## WORK INSTRUCTIONS
Copy nothing but the line with "Target: white countertop" and the lines that follow it to the end of the entries below, and keep the pictures out.

=== EXCERPTED RECORDS ===

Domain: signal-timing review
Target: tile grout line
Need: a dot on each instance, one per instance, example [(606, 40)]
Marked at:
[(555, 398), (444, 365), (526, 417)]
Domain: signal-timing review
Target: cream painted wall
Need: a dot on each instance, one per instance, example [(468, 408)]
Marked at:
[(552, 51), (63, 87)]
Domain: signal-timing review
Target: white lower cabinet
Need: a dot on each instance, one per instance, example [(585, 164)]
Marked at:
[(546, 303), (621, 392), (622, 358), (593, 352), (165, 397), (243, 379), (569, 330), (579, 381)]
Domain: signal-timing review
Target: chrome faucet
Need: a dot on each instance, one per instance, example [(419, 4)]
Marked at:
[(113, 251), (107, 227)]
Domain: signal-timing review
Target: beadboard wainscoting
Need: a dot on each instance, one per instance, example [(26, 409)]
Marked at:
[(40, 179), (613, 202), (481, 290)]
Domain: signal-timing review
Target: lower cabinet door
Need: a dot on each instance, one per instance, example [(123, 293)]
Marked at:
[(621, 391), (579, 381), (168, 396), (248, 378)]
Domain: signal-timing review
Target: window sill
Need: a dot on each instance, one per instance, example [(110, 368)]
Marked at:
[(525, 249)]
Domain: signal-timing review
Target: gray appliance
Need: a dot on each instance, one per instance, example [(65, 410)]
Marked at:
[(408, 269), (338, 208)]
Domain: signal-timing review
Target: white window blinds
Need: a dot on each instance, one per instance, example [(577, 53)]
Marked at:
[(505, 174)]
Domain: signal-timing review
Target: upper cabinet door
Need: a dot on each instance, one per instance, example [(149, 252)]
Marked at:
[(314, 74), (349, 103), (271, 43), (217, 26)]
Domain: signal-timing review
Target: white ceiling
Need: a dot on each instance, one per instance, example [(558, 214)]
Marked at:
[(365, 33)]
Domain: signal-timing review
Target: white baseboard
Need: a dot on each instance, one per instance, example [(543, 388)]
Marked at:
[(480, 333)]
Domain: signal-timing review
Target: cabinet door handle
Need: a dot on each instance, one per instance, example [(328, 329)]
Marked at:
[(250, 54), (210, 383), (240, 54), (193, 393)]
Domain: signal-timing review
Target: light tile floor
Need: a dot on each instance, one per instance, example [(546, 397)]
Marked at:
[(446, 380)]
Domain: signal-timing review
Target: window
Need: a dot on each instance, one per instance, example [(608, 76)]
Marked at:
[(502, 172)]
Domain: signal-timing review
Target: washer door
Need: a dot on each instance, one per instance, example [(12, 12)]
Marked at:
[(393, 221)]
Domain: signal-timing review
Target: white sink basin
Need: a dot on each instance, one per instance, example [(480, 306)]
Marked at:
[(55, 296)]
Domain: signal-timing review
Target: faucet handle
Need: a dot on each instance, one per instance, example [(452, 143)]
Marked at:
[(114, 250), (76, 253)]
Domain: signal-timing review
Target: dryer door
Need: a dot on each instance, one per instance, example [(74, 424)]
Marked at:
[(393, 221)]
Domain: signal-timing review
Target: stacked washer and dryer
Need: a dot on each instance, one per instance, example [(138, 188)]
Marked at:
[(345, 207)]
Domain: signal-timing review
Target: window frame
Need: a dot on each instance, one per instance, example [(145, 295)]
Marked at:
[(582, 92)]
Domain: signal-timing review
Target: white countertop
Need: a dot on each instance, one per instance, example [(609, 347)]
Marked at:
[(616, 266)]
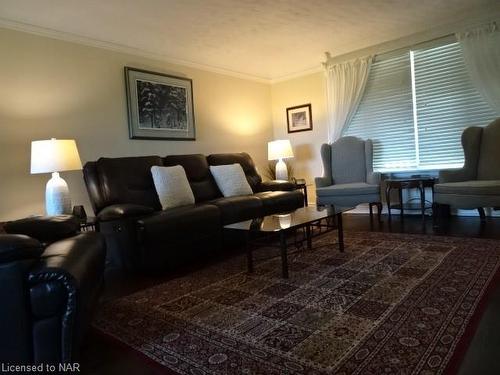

===

## ANSWER TO THIS PROBLEM
Target: white countertop
Need: a dot on each instance, one per instance, example [(609, 347)]
Marked at:
[(616, 266)]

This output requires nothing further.